Text:
From the Poetry archives, this essay from the late, great American philosopher, Richard Rorty, stands out as a lovely paean to verse. When Rorty learned he had the inoperable pancreatic cancer that would take his life, he reflected on what especially resonated in his reading:
Some months after I learned the bad news, I was sitting around having coffee with my elder son and a visiting cousin. My cousin (who is a Baptist minister) asked me whether I had found my thoughts turning toward religious topics, and I said no. “Well, what about philosophy?” my son asked. “No,” I replied, neither the philosophy I had written nor that which I had read seemed to have any particular bearing on my situation. I had no quarrel with Epicurus’s argument that it is irrational to fear death, nor with Heidegger’s suggestion that ontotheology originates in an attempt to evade our mortality. But neither ataraxia (freedom from disturbance) nor Sein zum Tode (being toward death) seemed in point.
“Hasn’t anything you’ve read been of any use?” my son persisted. “Yes,” I found myself blurting out, “poetry.” “Which poems?” he asked. I quoted two old chestnuts that I had recently dredged up from memory and been oddly cheered by, the most quoted lines of Swinburne’s “Garden of Proserpine”:
We thank with brief thanksgiving
Whatever gods may be
That no life lives for ever;
That dead men rise up never;
That even the weariest river
Winds somewhere safe to sea.
and Landor’s “On His Seventy-Fifth Birthday”:
Nature I loved, and next to Nature, Art;
I warmed both hands before the fire of life,
It sinks, and I am ready to depart.
I found comfort in those slow meanders and those stuttering embers. I suspect that no comparable effect could have been produced by prose. Not just imagery, but also rhyme and rhythm were needed to do the job. In lines such as these, all three conspire to produce a degree of compression, and thus of impact, that only verse can achieve. Compared to the shaped charges contrived by versifiers, even the best prose is scattershot.

Stored data:

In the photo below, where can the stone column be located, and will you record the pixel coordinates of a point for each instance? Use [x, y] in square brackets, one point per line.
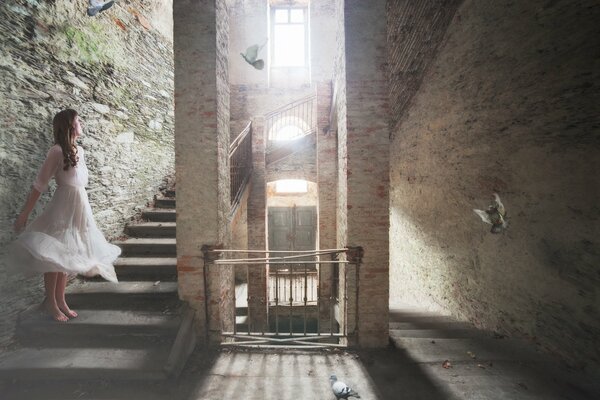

Work required: Copy word for word the part of the Rorty passage above that begins with the words "I found comfort" and ends after the words "prose is scattershot.".

Answer to the exercise:
I found comfort in those slow meanders and those stuttering embers. I suspect that no comparable effect could have been produced by prose. Not just imagery, but also rhyme and rhythm were needed to do the job. In lines such as these, all three conspire to produce a degree of compression, and thus of impact, that only verse can achieve. Compared to the shaped charges contrived by versifiers, even the best prose is scattershot.